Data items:
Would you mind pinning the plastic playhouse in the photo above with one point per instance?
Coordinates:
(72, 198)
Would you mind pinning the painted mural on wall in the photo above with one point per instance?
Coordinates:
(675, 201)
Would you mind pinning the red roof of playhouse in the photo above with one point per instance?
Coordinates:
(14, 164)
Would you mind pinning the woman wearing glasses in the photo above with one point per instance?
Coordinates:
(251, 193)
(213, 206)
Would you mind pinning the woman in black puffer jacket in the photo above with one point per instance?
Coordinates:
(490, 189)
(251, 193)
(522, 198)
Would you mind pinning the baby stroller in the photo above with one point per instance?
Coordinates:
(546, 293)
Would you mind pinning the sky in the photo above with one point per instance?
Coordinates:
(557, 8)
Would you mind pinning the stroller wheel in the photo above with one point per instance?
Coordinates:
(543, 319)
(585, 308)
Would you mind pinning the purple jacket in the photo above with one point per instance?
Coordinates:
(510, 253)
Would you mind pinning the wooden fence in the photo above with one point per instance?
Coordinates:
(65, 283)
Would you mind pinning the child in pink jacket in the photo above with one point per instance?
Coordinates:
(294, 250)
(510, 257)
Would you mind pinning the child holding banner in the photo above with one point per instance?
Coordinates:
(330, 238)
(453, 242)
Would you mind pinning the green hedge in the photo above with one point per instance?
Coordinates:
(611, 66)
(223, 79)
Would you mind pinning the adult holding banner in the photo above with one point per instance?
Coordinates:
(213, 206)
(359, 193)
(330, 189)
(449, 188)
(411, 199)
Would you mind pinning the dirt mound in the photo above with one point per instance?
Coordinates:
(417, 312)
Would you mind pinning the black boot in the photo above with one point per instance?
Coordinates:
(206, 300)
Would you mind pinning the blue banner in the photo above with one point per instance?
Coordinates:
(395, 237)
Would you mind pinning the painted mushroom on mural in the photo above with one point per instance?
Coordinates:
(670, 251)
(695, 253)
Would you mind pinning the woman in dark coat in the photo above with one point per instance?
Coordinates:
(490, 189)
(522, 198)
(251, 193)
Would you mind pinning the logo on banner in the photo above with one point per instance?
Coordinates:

Task details: Begin with the first line of the records and reproduce each line as is, ending with the line that holds "Would you mind pinning the stroller".

Answer to this exercise:
Would you mind pinning the plastic playhouse in the photo above with one point per instance?
Coordinates:
(72, 198)
Would you mind pinning the painted mural on wall in the photo above with one point per instance?
Coordinates:
(675, 201)
Would you mind pinning the red roof of playhouse in the photo above with one point per instance?
Coordinates:
(14, 164)
Would you mind pinning the woman wearing glasses in the photo above with one point per instance?
Coordinates:
(251, 193)
(213, 206)
Would you mind pinning the woman in black puffer jacket in the photo above with one point per instance?
Coordinates:
(490, 189)
(251, 193)
(522, 198)
Would you mind pinning the baby stroller in the photo above with one point per instance?
Coordinates:
(546, 293)
Would you mind pinning the sky in the photo above with one point per instance?
Coordinates:
(557, 8)
Would you mind pinning the stroller wheel in the photo above with one point per instance?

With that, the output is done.